> Travail demandé
a – D'après le texte sur les fonds offshore, quelle est la valeur approximative des parts émises par les fonds d'investissement luxembourgeois ?
b – Les affirmations suivantes concordent-elles avec le texte sur les fonds offshore ? Pour chacune, répondez par oui ou non en citant les mots décisifs du texte.
(i) Les fonds dont les particuliers achètent des parts sont domiciliés principalement au Luxembourg, aux Iles Caïman et en Irlande.
(ii) Les particuliers ayant des comptes en Suisse ou à Singapour laissent en général leur argent dormir sur ces comptes.
(iii) Les avoirs sur les fonds luxembourgeois enregistrés à l'actif de tous les pays du monde atteignent 2 000 milliards de dollars.
c – Pouvez-vous poursuivre le texte sur les fonds offshore à partir de l'endroit où il s'arrête ?

> Texte du document
Les particuliers  qui ont des comptes en Suisse ou à Singapour, explique Gabriel Zucman, ne laissent pas leur argent dormir sur leurs comptes. Ils achètent en général des parts de fonds d’investissement qui sont eux mêmes domiciliés principalement dans trois pays : le Luxembourg, les Iles Caïman et l’Irlande.

En fait presque automatiquement, si un particulier étranger ouvre un compte  en Suisse dans une banque, celle-ci va lui proposer d’investir dans un fonds luxembourgeois. Dans les statistiques financières internationales cela va se traduire par une anomalie  qui au total va être considérable.

Investis dans des fonds luxembourgeois

La valeur des parts émises par les fonds d’investissement luxembourgeois est d’environ 2 000 milliards de dollars. À son passif, le Luxembourg enregistre 2 000 milliards. Mais  le montant total des avoirs sur les fonds d’investissement luxembourgeois enregistrés dans la balance des paiements de tous les pays du monde (à l’actif) est de seulement 1 000 milliards de dollars. Il manque 1 000 milliards de dollars (Ces 1 000 milliards de dollars font partie des 6 000 milliards qui sont détenus offshore).

Donc, rien que le Luxembourg explique déjà une fraction très importante de l’anomalie globale entre actifs et passifs mondiaux. Le même mécanisme joue pour l’Irlande ou pour les Iles Caïman.Les anomalies dans les statistiques internationales nous révèlent ce schéma type très simple : investisseurs européens -> comptes en Suisse -> parts de fonds luxembourgeois (ou Irlande ou Iles Caïman…).

> Données fournies

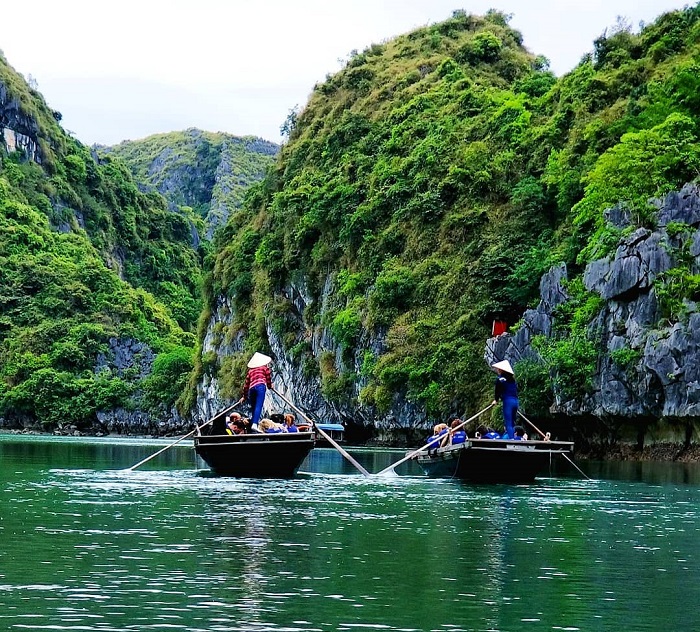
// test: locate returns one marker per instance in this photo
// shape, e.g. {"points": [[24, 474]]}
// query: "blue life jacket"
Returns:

> Réponses
a – Environ 2 000 milliards de dollars.

b –
(i) Oui : « domiciliés principalement dans trois pays : le Luxembourg, les Iles Caïman et l’Irlande ».
(ii) Non : « ne laissent pas leur argent dormir sur leurs comptes ».
(iii) Non : « est de seulement 1 000 milliards de dollars ».

c –
Sociétés écrans au  Panama

Mais, note Gabriel Zucman, il est possible d’affiner à partir des  statistiques existantes sur les détenteurs de comptes en Suisse. 60 % des comptes en Suisse appartiennent à des pays tels que Panama ou les Iles vierges britanniques. « À première vue, c’est assez troublant,  mais en fait c’est assez  simple à comprendre » affirme Gabriel Zucman.

Les particuliers  qui ont des comptes dans les paradis fiscaux, en Suisse mais pas seulement, ne détiennent en général pas directement leurs comptes, ils les détiennent par l’intermédiaire de sociétés écran et ces sociétés écran ont souvent des adresses au Panama ou aux Iles vierges britanniques. 60 % des comptes en Suisse, sur le papier, appartiennent au Panama ou aux Iles vierges britanniques, mais si on essaye de regarder qui se trouve derrière Panama et les Iles vierges britanniques, on comprend assez vite que ce sont surtout des Européens.

En 2005, dans le cadre de la directive épargne, l’Union européenne a introduit un impôt pour taxer les européens qui avaient des comptes en Suisse.

Mais cet impôt s’applique seulement sur les avoirs détenus directement dans les banques suisses et non à ceux qui sont détenus par l’intermédiaire de sociétés écran. Lorsque cet impôt a été introduit en 2005, la part des comptes en Suisse qui appartiennent à des Européens d’après les statistiques de la banque centrale suisse s’est effondrée, mais de façon parfaitement symétrique, la part des comptes en Suisse qui appartiennent à Panama ou aux Iles vierges britanniques a explosé.

Il est donc assez raisonnable d’en conclure que derrière Panama et les Ils vierges britanniques, il y a des Allemands, des Français, des Italiens, des Britanniques, des Grecs, des Portugais, des Espagnols.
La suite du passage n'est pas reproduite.